-- Opening Marker --
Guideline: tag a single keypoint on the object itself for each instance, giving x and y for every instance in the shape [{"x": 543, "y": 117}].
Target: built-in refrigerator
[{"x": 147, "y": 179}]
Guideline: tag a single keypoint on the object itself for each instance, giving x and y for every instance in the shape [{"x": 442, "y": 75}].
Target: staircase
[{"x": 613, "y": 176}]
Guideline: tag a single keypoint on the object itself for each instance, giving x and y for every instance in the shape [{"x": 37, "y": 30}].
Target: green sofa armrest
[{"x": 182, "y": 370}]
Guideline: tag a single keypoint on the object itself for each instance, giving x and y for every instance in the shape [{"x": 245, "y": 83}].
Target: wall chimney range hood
-- Closing Marker --
* Task
Nothing in the records may change. Print all of them.

* Output for this task
Guideline: tag a single keypoint on the object itself for each instance, giving x and y for every instance in the shape [{"x": 543, "y": 117}].
Target: built-in refrigerator
[{"x": 147, "y": 179}]
Guideline: tag a single keypoint on the object itself for each instance, giving x and y for every instance in the shape [{"x": 442, "y": 75}].
Target: staircase
[{"x": 613, "y": 176}]
Guideline: tag a single keypoint on the object itself for each instance, giving x and y for every instance in the shape [{"x": 37, "y": 30}].
Target: green sofa armrest
[{"x": 182, "y": 370}]
Guideline: tag a single keypoint on the object itself for each instance, giving x and y for every instance in the shape [{"x": 245, "y": 83}].
Target: wall chimney range hood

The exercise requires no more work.